» WHAT NEEDS TO BE DONE
Should the listing contain images, exclude them; give the rest again exactly.

» RECORD SET
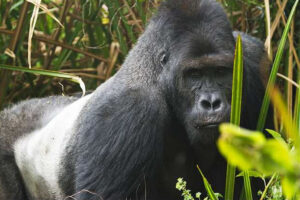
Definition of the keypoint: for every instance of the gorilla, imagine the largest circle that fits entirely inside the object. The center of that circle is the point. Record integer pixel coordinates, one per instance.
(149, 124)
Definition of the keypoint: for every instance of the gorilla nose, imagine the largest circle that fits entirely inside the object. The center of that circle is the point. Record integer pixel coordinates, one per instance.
(211, 102)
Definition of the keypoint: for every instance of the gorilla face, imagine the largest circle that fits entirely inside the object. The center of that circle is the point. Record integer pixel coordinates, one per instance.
(205, 87)
(197, 67)
(200, 78)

» EXERCISE RESULT
Definition of the keypoint: for every instance of the gorilla, imagine the largest circle that fits entirely inside the object. The center of that circle is the point. Record integer pixel coordinates, one per instance.
(149, 124)
Definition of the keypoint: for every instance of the gorilla nose, imagine the largest circle that fits entirely inside the object. The center of that circle is the point. Record integer pixel coordinates, one per instance.
(211, 102)
Definition of the keypoint: for every instance of the gorilla face, imagine the largest circle that fits entirely inside the object. The center of that circle is the point. Record integer pixel coordinates, one per instance.
(205, 87)
(197, 67)
(200, 78)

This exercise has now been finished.